**Your goal:** Only the stretch of the listing below that runs from the line with "Spot the chair, then" through the line with "Spot the dark" is to be printed, exactly and with both ends.

------ Dataset entries

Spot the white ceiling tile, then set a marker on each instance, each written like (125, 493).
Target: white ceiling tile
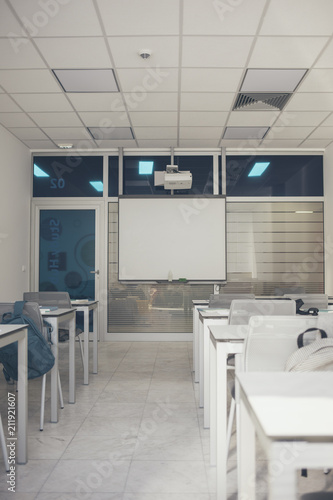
(325, 60)
(157, 143)
(9, 26)
(69, 52)
(280, 143)
(104, 119)
(148, 80)
(43, 102)
(39, 144)
(16, 120)
(286, 52)
(322, 133)
(21, 55)
(117, 143)
(154, 119)
(195, 143)
(318, 80)
(101, 101)
(66, 133)
(215, 52)
(302, 118)
(56, 119)
(316, 143)
(210, 80)
(28, 80)
(147, 17)
(203, 118)
(252, 118)
(204, 101)
(200, 132)
(299, 17)
(151, 101)
(29, 133)
(311, 101)
(329, 121)
(7, 104)
(58, 18)
(288, 132)
(164, 51)
(221, 17)
(156, 133)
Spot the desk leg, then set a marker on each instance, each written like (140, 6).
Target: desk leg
(221, 421)
(201, 363)
(72, 324)
(54, 372)
(212, 402)
(86, 346)
(246, 455)
(22, 410)
(95, 340)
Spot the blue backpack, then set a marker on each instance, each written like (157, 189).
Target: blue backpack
(40, 356)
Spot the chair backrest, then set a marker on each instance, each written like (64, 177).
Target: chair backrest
(271, 340)
(223, 300)
(319, 300)
(59, 299)
(30, 309)
(241, 310)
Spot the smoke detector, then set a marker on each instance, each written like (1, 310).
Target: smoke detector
(145, 53)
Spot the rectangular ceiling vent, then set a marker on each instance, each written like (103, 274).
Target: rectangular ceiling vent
(261, 101)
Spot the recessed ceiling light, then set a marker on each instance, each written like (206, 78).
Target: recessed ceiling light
(86, 80)
(272, 80)
(258, 168)
(98, 185)
(107, 133)
(245, 132)
(146, 167)
(38, 172)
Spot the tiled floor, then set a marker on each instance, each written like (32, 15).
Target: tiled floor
(135, 433)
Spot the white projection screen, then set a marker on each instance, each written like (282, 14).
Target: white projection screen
(172, 238)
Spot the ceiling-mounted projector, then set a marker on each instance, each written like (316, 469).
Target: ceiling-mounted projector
(172, 178)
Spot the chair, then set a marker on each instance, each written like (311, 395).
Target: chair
(319, 300)
(3, 446)
(240, 313)
(55, 299)
(223, 300)
(31, 309)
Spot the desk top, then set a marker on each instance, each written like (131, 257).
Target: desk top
(229, 333)
(290, 405)
(213, 313)
(8, 329)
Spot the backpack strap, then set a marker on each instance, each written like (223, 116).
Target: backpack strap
(300, 338)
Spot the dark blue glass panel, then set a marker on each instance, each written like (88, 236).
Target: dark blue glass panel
(135, 183)
(67, 252)
(68, 176)
(285, 175)
(113, 176)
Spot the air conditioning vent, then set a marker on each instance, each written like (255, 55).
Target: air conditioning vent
(261, 101)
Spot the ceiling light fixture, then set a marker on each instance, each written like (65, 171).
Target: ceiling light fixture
(145, 53)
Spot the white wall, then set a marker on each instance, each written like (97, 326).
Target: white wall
(15, 195)
(328, 218)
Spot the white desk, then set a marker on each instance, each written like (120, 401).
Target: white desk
(55, 318)
(291, 413)
(207, 318)
(8, 335)
(86, 307)
(224, 340)
(197, 304)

------------

**Answer:**
Spot the chair, then set a marker on each instance, each written like (311, 395).
Target: chair
(319, 300)
(3, 446)
(240, 313)
(55, 299)
(223, 300)
(31, 309)
Spot the desk top, then set a marker on each instance, each written like (131, 257).
Target: desk top
(229, 333)
(290, 405)
(213, 313)
(8, 329)
Spot the backpack strap, then set a marker on each instance, each written like (223, 116).
Target: backpack strap
(300, 338)
Spot the dark blue glass panel, then set a marker on each instance, each written like (88, 236).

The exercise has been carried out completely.